START Selected passage

Elysia chlorotica |
Here is an earlier version of my post for CultureLab at New Scientist:
Bestiaries – compendia of stories
about real and imaginary animals – are among the great artistic
achievements of the European High Middle Ages, as notable for their
gorgeously illuminated images as they are for their strange
conjoining of fantastical supposition with religious and moral
instruction.
The panther, for example, is a
brightly-coloured beast from whose mouth comes a sweet odour, as if
it were a mixture of every perfume. “Other animals, hearing its
voice, follow wherever it goes because of the sweetness of its scent.
Only the dragon is seized by fear and flees into the caves beneath
the earth.” In the accompanying illustration, gold leaf depicting
the air around the panther's mouth is ribbed and waved in such a way
that it appears to move as you turn the page. “Thus,” continues
the text, “our Lord Jesus Christ, the true panther, descended from
heaven and saved us from the power of the devil.”
Other depictions are less elevated. The
Bonnacon, which resembles a bull, has curved-in horns that are no
good for fighting so it saves itself from its enemies by
projectile-evacuating a long stream of acrid excrement. Scores of
other animals, many of them chimerical combinations of real ones,
fill these pages.

END Selected passage
START Dataset excerpts

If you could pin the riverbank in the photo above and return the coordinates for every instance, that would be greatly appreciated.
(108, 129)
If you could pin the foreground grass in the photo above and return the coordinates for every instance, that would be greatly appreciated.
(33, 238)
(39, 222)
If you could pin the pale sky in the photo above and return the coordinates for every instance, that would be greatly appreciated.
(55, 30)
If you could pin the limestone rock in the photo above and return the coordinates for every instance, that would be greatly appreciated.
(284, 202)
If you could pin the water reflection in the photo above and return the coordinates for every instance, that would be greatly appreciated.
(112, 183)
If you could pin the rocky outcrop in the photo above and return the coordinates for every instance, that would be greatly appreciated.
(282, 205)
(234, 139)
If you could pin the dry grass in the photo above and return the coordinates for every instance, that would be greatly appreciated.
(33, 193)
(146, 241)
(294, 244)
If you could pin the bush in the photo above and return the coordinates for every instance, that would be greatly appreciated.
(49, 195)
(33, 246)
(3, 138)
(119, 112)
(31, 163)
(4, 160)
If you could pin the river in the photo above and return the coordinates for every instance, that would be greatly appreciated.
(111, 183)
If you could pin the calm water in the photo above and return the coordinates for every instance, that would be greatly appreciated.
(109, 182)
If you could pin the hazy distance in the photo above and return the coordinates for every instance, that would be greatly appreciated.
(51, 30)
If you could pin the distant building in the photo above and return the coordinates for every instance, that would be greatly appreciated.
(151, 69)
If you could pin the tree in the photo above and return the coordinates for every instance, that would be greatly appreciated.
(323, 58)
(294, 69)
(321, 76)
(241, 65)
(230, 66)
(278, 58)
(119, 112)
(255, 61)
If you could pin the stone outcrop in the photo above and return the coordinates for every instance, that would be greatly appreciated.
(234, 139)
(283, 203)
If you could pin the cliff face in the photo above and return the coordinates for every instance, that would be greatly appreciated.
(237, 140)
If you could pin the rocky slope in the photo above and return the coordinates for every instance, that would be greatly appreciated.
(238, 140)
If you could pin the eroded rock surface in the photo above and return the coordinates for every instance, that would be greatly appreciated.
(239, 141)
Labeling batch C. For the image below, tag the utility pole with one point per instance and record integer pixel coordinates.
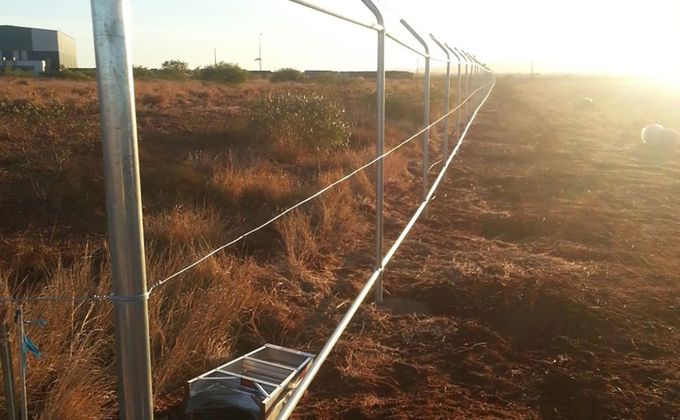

END Dataset excerpts

Task goal:
Reproduce the full text on medieval bestiaries word for word. The records have no connection to the text on medieval bestiaries.

Written response:
Elysia chlorotica |
Here is an earlier version of my post for CultureLab at New Scientist:
Bestiaries – compendia of stories
about real and imaginary animals – are among the great artistic
achievements of the European High Middle Ages, as notable for their
gorgeously illuminated images as they are for their strange
conjoining of fantastical supposition with religious and moral
instruction.
The panther, for example, is a
brightly-coloured beast from whose mouth comes a sweet odour, as if
it were a mixture of every perfume. “Other animals, hearing its
voice, follow wherever it goes because of the sweetness of its scent.
Only the dragon is seized by fear and flees into the caves beneath
the earth.” In the accompanying illustration, gold leaf depicting
the air around the panther's mouth is ribbed and waved in such a way
that it appears to move as you turn the page. “Thus,” continues
the text, “our Lord Jesus Christ, the true panther, descended from
heaven and saved us from the power of the devil.”
Other depictions are less elevated. The
Bonnacon, which resembles a bull, has curved-in horns that are no
good for fighting so it saves itself from its enemies by
projectile-evacuating a long stream of acrid excrement. Scores of
other animals, many of them chimerical combinations of real ones,
fill these pages.